### [Tasks]
[1] According to the pest management guideline, during which season do most new infections by Mycocentrospora cladosporioides occur?
[2] Retype the part of the pest management guideline that opens with the words containing "Outbreaks are sporadic, and" and closes with "summers in California.", keeping every word and punctuation mark unchanged.

How to Manage Pests
UC Pest Management Guidelines
Pathogen: Mycocentrospora (=Cercospora) cladosporioides
(Reviewed 3/14, updated 3/14)
In this Guideline:
Symptoms and Signs
M. cladosporioides causes the leaves to appear slightly chlorotic (yellowing—some varieties show more chlorosis than others). The undersides of some leaves become discolored with the conidial stage of the fungus, which appear to be covered with black dust. These leaves may fall, causing some defoliation in some cases. Fruit can also develop small, brown lesion spots and not mature uniformly.
Comments on the Disease
This disease has been documented in coastal areas with humid growing conditions. The disease cycle seems to be similar to that of peacock spot.
Outbreaks are sporadic, and the disease may take several years before it becomes serious enough to cause economic damage. Not all infected leaves fall from the tree, and the fungus survives in those that remain on the tree. Leaf lesions on these infected leaves have a white, crusty appearance. The margins of these lesions enlarge in fall, and a new crop of spores develops there. New infections are associated with rainfall and mostly occur during winter. By summer, most diseased leaves have fallen from the trees, leaving partially defoliated shoots with mostly healthy foliage remaining at the tips. High temperatures restrict spore germination and growth, thus the disease is inactive during the warm, dry summers in California.

### [The data]
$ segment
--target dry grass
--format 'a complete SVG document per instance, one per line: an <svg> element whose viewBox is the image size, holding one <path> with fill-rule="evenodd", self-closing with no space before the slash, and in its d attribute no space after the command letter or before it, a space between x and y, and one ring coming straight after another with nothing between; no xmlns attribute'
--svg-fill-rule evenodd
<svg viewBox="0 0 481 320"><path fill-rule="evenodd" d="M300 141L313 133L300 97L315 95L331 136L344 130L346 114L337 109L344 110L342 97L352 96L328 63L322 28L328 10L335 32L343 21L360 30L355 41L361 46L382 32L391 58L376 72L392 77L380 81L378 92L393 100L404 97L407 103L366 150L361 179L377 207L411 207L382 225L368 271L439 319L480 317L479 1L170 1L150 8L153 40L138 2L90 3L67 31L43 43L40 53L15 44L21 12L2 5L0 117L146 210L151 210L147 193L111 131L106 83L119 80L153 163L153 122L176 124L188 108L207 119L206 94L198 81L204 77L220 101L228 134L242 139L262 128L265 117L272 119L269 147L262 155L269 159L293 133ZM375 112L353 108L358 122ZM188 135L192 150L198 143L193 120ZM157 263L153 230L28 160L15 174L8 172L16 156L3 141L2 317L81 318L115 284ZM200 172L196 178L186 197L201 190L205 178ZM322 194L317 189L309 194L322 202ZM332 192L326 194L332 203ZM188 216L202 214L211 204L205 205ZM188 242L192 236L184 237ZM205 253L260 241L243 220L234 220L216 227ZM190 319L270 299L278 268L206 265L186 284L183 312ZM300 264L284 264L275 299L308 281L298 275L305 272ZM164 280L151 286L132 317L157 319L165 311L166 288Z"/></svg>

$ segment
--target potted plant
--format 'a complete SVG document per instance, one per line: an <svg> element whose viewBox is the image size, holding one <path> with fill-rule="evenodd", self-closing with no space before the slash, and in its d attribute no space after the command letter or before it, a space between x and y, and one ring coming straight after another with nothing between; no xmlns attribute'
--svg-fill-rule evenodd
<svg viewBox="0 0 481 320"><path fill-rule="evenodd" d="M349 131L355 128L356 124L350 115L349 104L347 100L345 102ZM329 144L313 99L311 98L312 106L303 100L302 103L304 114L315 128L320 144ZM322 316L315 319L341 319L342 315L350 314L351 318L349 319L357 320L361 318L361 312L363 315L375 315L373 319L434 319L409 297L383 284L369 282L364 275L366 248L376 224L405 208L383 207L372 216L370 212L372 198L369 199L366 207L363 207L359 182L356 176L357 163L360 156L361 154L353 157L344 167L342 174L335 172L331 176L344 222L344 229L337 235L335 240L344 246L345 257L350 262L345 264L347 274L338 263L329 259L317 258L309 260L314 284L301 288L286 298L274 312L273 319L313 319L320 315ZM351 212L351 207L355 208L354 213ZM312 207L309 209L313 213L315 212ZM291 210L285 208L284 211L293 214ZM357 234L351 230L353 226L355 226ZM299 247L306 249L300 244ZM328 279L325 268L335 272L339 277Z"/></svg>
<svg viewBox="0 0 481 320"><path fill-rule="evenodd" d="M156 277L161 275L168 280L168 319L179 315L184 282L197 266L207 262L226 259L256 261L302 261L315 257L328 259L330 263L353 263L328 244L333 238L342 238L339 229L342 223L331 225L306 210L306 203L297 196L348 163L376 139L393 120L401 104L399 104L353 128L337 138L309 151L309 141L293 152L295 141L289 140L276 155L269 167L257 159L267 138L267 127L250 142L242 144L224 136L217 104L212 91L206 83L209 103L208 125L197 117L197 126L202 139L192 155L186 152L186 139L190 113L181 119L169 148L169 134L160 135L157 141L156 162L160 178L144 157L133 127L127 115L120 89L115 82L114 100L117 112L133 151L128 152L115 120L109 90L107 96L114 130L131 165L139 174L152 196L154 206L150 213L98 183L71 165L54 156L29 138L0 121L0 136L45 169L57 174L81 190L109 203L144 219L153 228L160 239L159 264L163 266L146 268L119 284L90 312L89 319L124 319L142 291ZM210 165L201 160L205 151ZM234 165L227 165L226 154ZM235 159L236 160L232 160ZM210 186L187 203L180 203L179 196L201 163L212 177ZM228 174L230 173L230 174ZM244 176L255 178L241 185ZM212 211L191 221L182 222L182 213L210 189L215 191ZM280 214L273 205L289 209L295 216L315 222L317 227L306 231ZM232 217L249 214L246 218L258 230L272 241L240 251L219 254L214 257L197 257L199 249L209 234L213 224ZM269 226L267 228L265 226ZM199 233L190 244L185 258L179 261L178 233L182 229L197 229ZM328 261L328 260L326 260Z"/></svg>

### [Answers for this exercise]
[1] Mostly during winter, in association with rainfall.

[2]
Outbreaks are sporadic, and the disease may take several years before it becomes serious enough to cause economic damage. Not all infected leaves fall from the tree, and the fungus survives in those that remain on the tree. Leaf lesions on these infected leaves have a white, crusty appearance. The margins of these lesions enlarge in fall, and a new crop of spores develops there. New infections are associated with rainfall and mostly occur during winter. By summer, most diseased leaves have fallen from the trees, leaving partially defoliated shoots with mostly healthy foliage remaining at the tips. High temperatures restrict spore germination and growth, thus the disease is inactive during the warm, dry summers in California.